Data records
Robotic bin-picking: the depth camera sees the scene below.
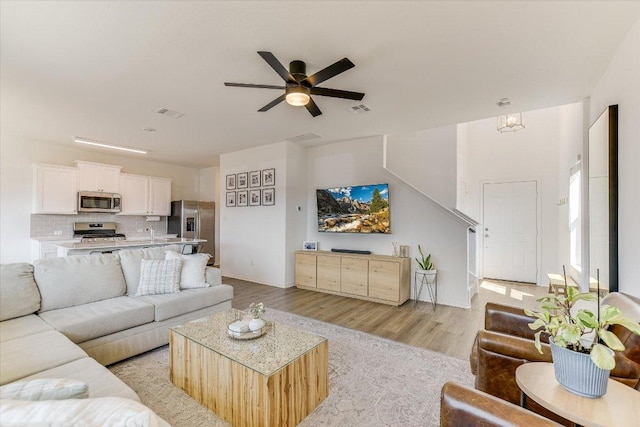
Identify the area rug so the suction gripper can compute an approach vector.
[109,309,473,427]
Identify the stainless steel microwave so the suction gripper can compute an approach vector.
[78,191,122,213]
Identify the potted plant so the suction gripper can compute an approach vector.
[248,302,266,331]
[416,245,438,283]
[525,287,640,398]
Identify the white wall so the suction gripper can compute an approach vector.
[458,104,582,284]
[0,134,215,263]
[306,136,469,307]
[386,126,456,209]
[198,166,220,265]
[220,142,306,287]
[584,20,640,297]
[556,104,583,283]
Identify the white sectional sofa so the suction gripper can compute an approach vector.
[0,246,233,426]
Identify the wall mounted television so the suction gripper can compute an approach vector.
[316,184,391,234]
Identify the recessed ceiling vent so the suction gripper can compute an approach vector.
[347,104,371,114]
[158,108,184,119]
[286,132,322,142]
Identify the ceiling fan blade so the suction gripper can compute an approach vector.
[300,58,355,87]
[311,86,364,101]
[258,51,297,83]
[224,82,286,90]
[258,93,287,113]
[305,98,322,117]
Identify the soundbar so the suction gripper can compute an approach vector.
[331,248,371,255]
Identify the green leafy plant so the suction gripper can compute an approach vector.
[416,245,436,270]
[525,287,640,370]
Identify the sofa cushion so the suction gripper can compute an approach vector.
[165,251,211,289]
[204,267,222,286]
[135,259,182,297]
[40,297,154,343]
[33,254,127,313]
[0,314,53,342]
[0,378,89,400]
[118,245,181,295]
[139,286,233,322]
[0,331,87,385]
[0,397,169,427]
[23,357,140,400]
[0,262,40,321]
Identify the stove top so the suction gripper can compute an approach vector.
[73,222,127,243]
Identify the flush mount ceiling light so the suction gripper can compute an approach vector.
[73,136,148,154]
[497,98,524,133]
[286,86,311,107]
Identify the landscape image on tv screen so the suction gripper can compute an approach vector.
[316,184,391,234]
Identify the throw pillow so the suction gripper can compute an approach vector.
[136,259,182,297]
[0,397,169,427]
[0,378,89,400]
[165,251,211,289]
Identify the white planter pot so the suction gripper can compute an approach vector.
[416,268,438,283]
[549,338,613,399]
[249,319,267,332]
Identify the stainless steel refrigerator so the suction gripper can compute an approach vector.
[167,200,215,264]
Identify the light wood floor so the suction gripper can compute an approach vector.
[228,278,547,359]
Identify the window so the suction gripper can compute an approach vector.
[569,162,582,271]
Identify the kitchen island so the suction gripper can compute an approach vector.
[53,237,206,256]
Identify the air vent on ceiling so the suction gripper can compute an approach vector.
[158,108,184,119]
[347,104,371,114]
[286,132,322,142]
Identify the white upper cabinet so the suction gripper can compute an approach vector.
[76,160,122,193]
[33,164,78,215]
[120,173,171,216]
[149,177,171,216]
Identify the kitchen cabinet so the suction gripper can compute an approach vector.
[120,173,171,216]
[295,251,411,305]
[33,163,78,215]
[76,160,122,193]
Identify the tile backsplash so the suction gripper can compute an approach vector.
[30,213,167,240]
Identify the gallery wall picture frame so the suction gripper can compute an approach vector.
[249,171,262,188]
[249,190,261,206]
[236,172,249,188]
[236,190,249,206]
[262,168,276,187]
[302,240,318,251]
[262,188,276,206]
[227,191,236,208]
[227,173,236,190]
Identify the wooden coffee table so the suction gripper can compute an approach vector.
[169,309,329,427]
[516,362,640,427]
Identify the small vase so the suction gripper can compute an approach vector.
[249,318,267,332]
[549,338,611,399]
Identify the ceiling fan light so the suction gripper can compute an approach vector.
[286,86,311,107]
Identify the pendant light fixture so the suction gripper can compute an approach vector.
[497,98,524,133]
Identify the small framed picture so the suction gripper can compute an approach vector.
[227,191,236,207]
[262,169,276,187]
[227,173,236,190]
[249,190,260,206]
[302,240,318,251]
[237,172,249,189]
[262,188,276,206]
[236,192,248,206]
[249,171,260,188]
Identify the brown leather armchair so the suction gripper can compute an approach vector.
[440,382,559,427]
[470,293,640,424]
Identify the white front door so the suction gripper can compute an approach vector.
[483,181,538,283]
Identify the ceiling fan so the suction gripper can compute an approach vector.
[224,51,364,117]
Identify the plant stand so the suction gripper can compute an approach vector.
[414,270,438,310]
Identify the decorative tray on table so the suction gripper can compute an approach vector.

### [GIVEN REQUEST]
Could you copy out the entire listing above word for word, leaving out the picture?

### [RESULT]
Robotic bin-picking: the depth camera sees the scene below.
Identify the area rug so the suction gripper can compute an approach vector.
[109,309,473,427]
Identify the stainless steel microwave so the suction gripper can compute an approach vector.
[78,191,122,213]
Identify the potted plant so the suction gripper can compute an approach vector.
[248,302,266,331]
[416,245,438,283]
[525,287,640,398]
Identify the white wall so the suction gripper can compute an approach vector.
[458,104,582,284]
[0,134,215,263]
[306,136,469,307]
[386,126,456,209]
[198,166,220,265]
[220,142,306,287]
[584,20,640,297]
[556,104,583,283]
Identify the white sectional sofa so the suction gripper can compute an approach vector.
[0,246,233,426]
Identify the wall mounted television so the suction gripper can compute an approach vector.
[316,184,391,234]
Identify the recessed ceiling vent so the suction gripper can compute an approach vector.
[347,104,371,114]
[158,108,184,119]
[286,132,322,142]
Identify the ceiling fan blade so the suction gripper can compute an approach vector.
[300,58,355,87]
[311,86,364,101]
[258,51,297,83]
[224,82,286,90]
[258,93,287,113]
[305,98,322,117]
Identify the soundbar so the suction gripper can compute an approach vector.
[331,248,371,255]
Identify the green leafy plant so the suction gripper can compute an approach vector.
[416,245,436,270]
[525,287,640,370]
Identify the sofa cushion so the suction gripper can compute an approach vector.
[165,251,211,289]
[204,267,222,286]
[135,259,182,297]
[40,297,154,343]
[33,254,127,313]
[0,314,53,342]
[0,378,89,400]
[118,245,181,295]
[139,286,233,322]
[0,331,87,385]
[0,397,169,427]
[23,357,140,400]
[0,262,40,321]
Identify the stove top so the suction gripper can compute an approach vector.
[73,222,127,243]
Identify the flush mount ceiling light so the suction gripper can compute an approach vector.
[73,136,148,154]
[497,98,524,133]
[286,86,311,107]
Identify the landscape image on tv screen so the suction gripper can compute an approach vector.
[316,184,391,234]
Identify the throw pillow so the suction gripper can compute an approach vector.
[136,259,182,297]
[0,397,169,427]
[0,378,89,400]
[165,251,211,289]
Identify the white planter pot so the suction gripper can compute an approach vector.
[416,268,438,283]
[549,338,613,399]
[249,319,267,332]
Identify the stainless steel refrigerator so the suction gripper can compute an approach vector.
[167,200,215,264]
Identify the light wood floor so the suction gripper can compute an approach vector.
[228,278,547,359]
Identify the window so the suction gripper can compute an approach vector.
[569,162,582,271]
Identify the kitchen island so the suction gripper can compute an approach vector.
[53,237,206,256]
Identify the air vent on ceiling so the suction gripper can compute an approach vector.
[158,108,184,119]
[347,104,371,114]
[286,132,322,142]
Identify the white upper cabinet so the suction gripper can compute an approach vector.
[76,160,122,193]
[33,164,78,215]
[120,173,171,216]
[149,177,171,216]
Identify the kitchen cabinet so the suction gripper can compute an approach vector.
[120,173,171,216]
[295,251,411,305]
[33,163,78,215]
[76,160,122,193]
Identify the tile backsplash so the suction gripper can compute an approach vector.
[30,213,167,240]
Identify the gallery wall picture frame so the suction gripper can compute an approach vector.
[249,171,262,188]
[249,190,261,206]
[236,172,249,188]
[236,190,249,206]
[262,168,276,187]
[302,240,318,251]
[262,188,276,206]
[227,191,236,208]
[227,173,236,190]
Identify the wooden coffee table so the suction gripper can compute an approach vector.
[169,309,329,427]
[516,362,640,427]
Identify the small vase so the suction gripper can compute an approach vector.
[249,318,267,332]
[549,338,611,399]
Identify the ceiling fan light so the suction gripper can compute an approach vector.
[286,86,311,107]
Identify the pendant light fixture so the suction gripper can compute an approach vector.
[497,98,524,133]
Identify the small framed picture so the suction gripper can compute an approach vector.
[227,191,236,207]
[262,169,276,187]
[227,173,236,190]
[249,190,260,206]
[302,240,318,251]
[237,172,249,189]
[262,188,276,206]
[236,192,248,206]
[249,171,260,188]
Identify the brown leather armchair so the suction gripper can compute an approach vector.
[440,382,559,427]
[470,293,640,424]
Identify the white front door so the suction gripper can compute an approach vector.
[483,181,538,283]
Identify the ceiling fan so the suction gripper can compute an approach vector.
[224,51,364,117]
Identify the plant stand so the suction gripper can compute an approach vector.
[414,270,438,310]
Identify the decorative tray on table so the suction gripper can compute an approach vector.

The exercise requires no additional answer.